*SOURCE MATERIAL*:
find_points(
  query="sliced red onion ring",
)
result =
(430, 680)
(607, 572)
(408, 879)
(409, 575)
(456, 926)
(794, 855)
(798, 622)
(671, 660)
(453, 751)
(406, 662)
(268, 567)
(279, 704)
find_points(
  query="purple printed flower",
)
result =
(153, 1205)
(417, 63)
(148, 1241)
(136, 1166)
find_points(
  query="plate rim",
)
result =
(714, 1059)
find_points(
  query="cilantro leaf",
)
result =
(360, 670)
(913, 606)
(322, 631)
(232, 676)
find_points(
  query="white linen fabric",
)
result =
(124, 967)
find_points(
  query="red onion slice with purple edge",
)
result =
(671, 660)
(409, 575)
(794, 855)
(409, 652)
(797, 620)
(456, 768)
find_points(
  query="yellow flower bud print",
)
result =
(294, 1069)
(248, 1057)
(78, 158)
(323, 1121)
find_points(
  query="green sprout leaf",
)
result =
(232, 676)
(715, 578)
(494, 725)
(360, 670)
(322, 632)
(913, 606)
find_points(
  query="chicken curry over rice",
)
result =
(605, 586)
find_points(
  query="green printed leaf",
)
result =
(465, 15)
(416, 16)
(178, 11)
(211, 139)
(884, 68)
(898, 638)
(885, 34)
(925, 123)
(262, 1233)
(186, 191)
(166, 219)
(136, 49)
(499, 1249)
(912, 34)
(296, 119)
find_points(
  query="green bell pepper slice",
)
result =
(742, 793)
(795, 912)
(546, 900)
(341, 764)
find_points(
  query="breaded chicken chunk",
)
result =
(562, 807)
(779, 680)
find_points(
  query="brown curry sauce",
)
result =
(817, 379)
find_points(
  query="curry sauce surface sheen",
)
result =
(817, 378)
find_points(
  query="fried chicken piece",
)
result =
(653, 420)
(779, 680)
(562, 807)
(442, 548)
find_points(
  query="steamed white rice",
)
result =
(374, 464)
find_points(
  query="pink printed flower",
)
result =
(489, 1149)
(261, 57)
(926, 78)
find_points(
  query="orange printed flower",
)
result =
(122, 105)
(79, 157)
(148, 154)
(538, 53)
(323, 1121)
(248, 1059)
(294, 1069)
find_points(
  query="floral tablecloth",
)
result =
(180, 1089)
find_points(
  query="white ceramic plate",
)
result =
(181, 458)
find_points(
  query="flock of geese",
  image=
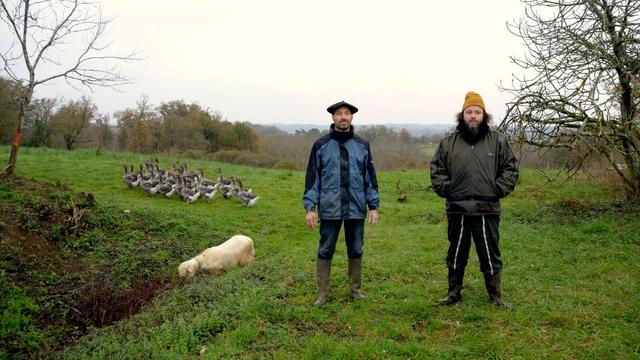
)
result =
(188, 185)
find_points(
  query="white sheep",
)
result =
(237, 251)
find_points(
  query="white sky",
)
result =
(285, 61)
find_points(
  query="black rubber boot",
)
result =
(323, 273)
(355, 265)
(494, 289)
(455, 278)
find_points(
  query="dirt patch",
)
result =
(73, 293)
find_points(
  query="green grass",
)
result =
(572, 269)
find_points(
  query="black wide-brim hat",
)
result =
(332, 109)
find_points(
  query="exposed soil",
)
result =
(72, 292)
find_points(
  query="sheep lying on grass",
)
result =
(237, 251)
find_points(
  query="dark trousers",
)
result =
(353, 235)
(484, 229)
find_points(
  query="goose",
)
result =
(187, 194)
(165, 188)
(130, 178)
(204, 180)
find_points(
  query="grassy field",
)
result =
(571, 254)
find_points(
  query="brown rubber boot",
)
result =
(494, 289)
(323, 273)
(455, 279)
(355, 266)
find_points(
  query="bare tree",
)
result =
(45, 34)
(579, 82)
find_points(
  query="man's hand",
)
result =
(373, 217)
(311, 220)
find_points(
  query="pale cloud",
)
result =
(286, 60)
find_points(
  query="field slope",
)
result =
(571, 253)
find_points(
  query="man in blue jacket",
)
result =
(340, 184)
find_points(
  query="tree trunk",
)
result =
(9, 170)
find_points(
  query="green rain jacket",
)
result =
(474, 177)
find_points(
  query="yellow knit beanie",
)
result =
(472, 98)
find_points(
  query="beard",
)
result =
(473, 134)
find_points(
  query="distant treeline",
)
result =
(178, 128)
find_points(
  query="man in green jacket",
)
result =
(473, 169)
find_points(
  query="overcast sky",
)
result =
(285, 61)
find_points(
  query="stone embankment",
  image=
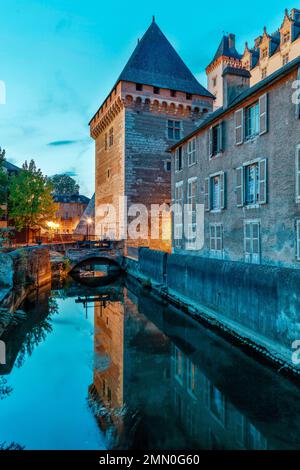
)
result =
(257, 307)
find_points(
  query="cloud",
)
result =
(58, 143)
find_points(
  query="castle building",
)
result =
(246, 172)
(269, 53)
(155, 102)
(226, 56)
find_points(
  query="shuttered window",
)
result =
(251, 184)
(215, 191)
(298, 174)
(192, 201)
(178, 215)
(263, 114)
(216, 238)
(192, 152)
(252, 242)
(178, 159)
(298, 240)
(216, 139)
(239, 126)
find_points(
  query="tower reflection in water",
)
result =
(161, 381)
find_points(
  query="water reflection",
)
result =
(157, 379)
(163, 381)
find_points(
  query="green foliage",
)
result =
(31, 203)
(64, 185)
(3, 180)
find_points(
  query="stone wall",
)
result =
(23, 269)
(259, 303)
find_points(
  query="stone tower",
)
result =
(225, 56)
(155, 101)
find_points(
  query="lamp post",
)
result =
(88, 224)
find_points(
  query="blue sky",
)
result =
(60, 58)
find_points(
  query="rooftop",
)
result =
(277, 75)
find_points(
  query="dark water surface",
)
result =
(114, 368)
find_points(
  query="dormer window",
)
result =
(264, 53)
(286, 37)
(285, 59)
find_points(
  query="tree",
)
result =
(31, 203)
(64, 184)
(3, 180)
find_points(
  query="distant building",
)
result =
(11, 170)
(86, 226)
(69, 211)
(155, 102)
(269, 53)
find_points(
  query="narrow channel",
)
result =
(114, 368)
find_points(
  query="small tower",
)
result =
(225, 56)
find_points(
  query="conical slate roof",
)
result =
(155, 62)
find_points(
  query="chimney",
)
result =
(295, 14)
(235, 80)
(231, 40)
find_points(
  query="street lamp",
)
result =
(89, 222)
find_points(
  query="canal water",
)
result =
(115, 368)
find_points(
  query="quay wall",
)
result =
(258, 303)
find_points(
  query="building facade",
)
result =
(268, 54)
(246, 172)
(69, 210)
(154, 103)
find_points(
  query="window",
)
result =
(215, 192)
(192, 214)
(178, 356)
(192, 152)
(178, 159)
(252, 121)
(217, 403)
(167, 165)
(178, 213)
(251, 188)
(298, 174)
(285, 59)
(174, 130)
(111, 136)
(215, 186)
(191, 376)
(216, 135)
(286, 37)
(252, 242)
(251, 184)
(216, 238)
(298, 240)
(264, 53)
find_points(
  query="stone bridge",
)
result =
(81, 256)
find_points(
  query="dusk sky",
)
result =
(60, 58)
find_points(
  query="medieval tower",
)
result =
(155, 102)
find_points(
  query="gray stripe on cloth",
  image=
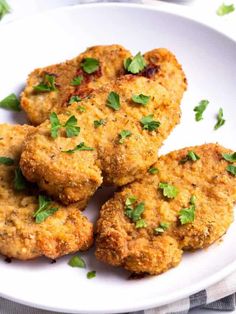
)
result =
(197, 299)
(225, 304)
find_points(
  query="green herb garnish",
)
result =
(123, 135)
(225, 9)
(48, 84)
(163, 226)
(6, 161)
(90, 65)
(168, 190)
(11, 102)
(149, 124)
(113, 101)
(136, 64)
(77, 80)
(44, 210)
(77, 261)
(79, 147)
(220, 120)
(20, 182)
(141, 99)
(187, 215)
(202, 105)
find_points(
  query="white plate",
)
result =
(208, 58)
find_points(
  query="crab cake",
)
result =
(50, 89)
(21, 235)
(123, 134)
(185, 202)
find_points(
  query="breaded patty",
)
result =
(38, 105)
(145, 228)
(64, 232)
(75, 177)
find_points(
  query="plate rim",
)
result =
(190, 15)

*WHAT IS EXPECTED*:
Copy out each record shown above without alteration, skipping any picture.

*OUTPUT OF THE TASK*:
find_points(
  query="sliced red onion ring",
)
result =
(430, 680)
(607, 572)
(408, 879)
(409, 575)
(456, 926)
(794, 855)
(798, 622)
(671, 660)
(453, 751)
(406, 662)
(268, 567)
(279, 704)
find_points(
  query="purple printed flower",
)
result =
(153, 1205)
(417, 63)
(148, 1241)
(136, 1166)
find_points(
  query="plate rim",
)
result =
(714, 1059)
find_points(
  query="cilantro leaf",
)
result =
(360, 670)
(913, 606)
(322, 631)
(232, 676)
find_points(
  query="white linen fabric",
)
result =
(124, 967)
find_points(
  query="red onion slice with purple edge",
)
result =
(671, 660)
(409, 575)
(794, 855)
(409, 652)
(797, 620)
(456, 768)
find_points(
  query="yellow flower bud print",
)
result =
(294, 1069)
(248, 1057)
(78, 158)
(323, 1121)
find_points(
  query="green sprout leaf",
)
result =
(232, 676)
(715, 578)
(494, 725)
(360, 670)
(322, 632)
(913, 606)
find_points(
  query="chicken curry over rice",
)
result =
(605, 586)
find_points(
  query="green printed leaf",
)
result =
(465, 15)
(416, 16)
(178, 11)
(211, 139)
(884, 68)
(898, 638)
(885, 34)
(925, 123)
(262, 1233)
(186, 191)
(166, 219)
(136, 49)
(499, 1249)
(912, 34)
(296, 119)
find_points(
  query="green bell pepper slice",
)
result =
(742, 793)
(795, 912)
(546, 900)
(341, 764)
find_points(
  query="breaded chicken chunk",
)
result =
(562, 807)
(779, 680)
find_points(
  query="brown curry sauce",
)
result =
(817, 379)
find_points(
  query="curry sauce surface sheen",
)
result =
(817, 378)
find_points(
  query="fried chicken piece",
)
result =
(653, 420)
(779, 680)
(562, 807)
(442, 548)
find_points(
  query="steamed white rice",
)
result =
(374, 464)
find_points(
  query="pink printed flower",
)
result =
(489, 1149)
(261, 57)
(926, 78)
find_points(
  query="orange printed flower",
)
result =
(122, 105)
(79, 157)
(148, 154)
(538, 53)
(323, 1121)
(248, 1059)
(294, 1069)
find_points(
  query="floral tablecloth",
)
result =
(180, 1089)
find_points(
  query="white ceramic plate",
)
result =
(181, 458)
find_points(
  query="flock of geese",
  image=
)
result =
(188, 185)
find_points(
  query="white sheep",
)
result =
(237, 251)
find_points(
  query="white sky",
)
result =
(285, 61)
find_points(
  query="black rubber boot",
)
result =
(323, 273)
(355, 265)
(494, 289)
(455, 278)
find_points(
  query="dirt patch",
)
result =
(73, 293)
find_points(
  query="green grass",
)
result =
(572, 269)
find_points(
  query="black wide-brim hat",
)
result =
(332, 109)
find_points(
  query="exposed soil",
)
result =
(72, 292)
find_points(
  query="sheep lying on grass",
)
result =
(237, 251)
find_points(
  query="dark trousers",
)
result =
(353, 235)
(484, 229)
find_points(
  query="goose",
)
result =
(187, 194)
(165, 188)
(130, 178)
(204, 180)
find_points(
  query="grassy field",
)
result =
(571, 254)
find_points(
  query="brown rubber boot",
)
result =
(494, 289)
(323, 273)
(455, 279)
(355, 266)
find_points(
  query="bare tree",
)
result =
(45, 34)
(579, 82)
find_points(
  query="man's hand",
)
result =
(373, 217)
(311, 220)
find_points(
  query="pale cloud",
)
result =
(286, 60)
find_points(
  query="field slope",
)
result =
(571, 253)
find_points(
  query="man in blue jacket",
)
result =
(340, 184)
find_points(
  query="tree trunk",
)
result =
(9, 170)
find_points(
  query="green rain jacket",
)
result =
(474, 177)
find_points(
  query="yellow knit beanie",
)
result =
(472, 98)
find_points(
  query="beard",
)
result =
(473, 134)
find_points(
  query="distant treeline",
)
result =
(178, 128)
find_points(
  query="man in green jacket",
)
result =
(473, 169)
find_points(
  query="overcast sky",
)
result =
(285, 61)
find_points(
  query="stone embankment",
  image=
)
result =
(257, 307)
find_points(
  query="cloud",
)
result =
(58, 143)
find_points(
  query="castle building",
)
result =
(246, 172)
(269, 53)
(155, 102)
(226, 56)
find_points(
  query="shuttered window",
)
result =
(251, 184)
(215, 191)
(298, 174)
(192, 201)
(178, 215)
(263, 114)
(216, 238)
(192, 152)
(252, 242)
(178, 159)
(298, 240)
(216, 139)
(239, 126)
find_points(
  query="tower reflection in water",
)
result =
(161, 381)
find_points(
  query="water reflection",
)
result =
(157, 379)
(163, 381)
find_points(
  query="green foliage",
)
result =
(31, 203)
(64, 185)
(3, 180)
find_points(
  query="stone wall",
)
result =
(23, 269)
(259, 303)
find_points(
  query="stone tower",
)
result =
(225, 56)
(155, 101)
find_points(
  query="lamp post",
)
result =
(88, 224)
find_points(
  query="blue sky",
)
result =
(60, 58)
find_points(
  query="rooftop",
)
result =
(277, 75)
find_points(
  query="dark water surface",
)
result =
(114, 368)
find_points(
  query="dormer window",
)
result =
(264, 53)
(286, 37)
(285, 59)
find_points(
  query="tree",
)
result =
(31, 203)
(64, 184)
(3, 180)
find_points(
  query="distant building",
)
result =
(11, 170)
(86, 226)
(69, 211)
(155, 102)
(269, 53)
find_points(
  query="narrow channel",
)
result =
(114, 368)
find_points(
  query="small tower",
)
result =
(225, 56)
find_points(
  query="conical slate roof",
)
result =
(155, 62)
find_points(
  query="chimney",
)
result =
(295, 14)
(235, 80)
(231, 40)
find_points(
  query="street lamp",
)
result =
(89, 222)
find_points(
  query="canal water",
)
result =
(115, 368)
find_points(
  query="quay wall",
)
result =
(258, 303)
find_points(
  query="building facade",
)
result =
(268, 54)
(246, 172)
(69, 210)
(154, 103)
find_points(
  query="window",
)
result =
(215, 192)
(192, 214)
(178, 356)
(192, 152)
(178, 159)
(252, 121)
(217, 403)
(167, 165)
(178, 213)
(251, 188)
(298, 174)
(285, 59)
(174, 130)
(111, 136)
(215, 186)
(191, 376)
(216, 135)
(286, 37)
(252, 242)
(251, 184)
(216, 238)
(298, 240)
(264, 53)
find_points(
  query="stone bridge",
)
result =
(81, 256)
find_points(
  query="dusk sky",
)
result =
(60, 58)
find_points(
  query="medieval tower",
)
result =
(155, 102)
find_points(
  query="gray stripe on cloth",
  image=
)
result =
(197, 299)
(225, 304)
find_points(
  query="green herb garnish",
)
result =
(123, 135)
(225, 9)
(48, 84)
(163, 226)
(6, 161)
(90, 65)
(168, 190)
(11, 102)
(149, 124)
(113, 101)
(136, 64)
(77, 80)
(44, 210)
(77, 261)
(79, 147)
(220, 120)
(20, 182)
(141, 99)
(187, 215)
(202, 105)
find_points(
  query="white plate",
)
result =
(208, 58)
find_points(
  query="crab cake",
)
result =
(50, 89)
(21, 235)
(123, 134)
(185, 202)
find_points(
  query="breaded patty",
)
result =
(38, 105)
(145, 228)
(64, 232)
(75, 177)
find_points(
  query="plate rim",
)
result =
(190, 15)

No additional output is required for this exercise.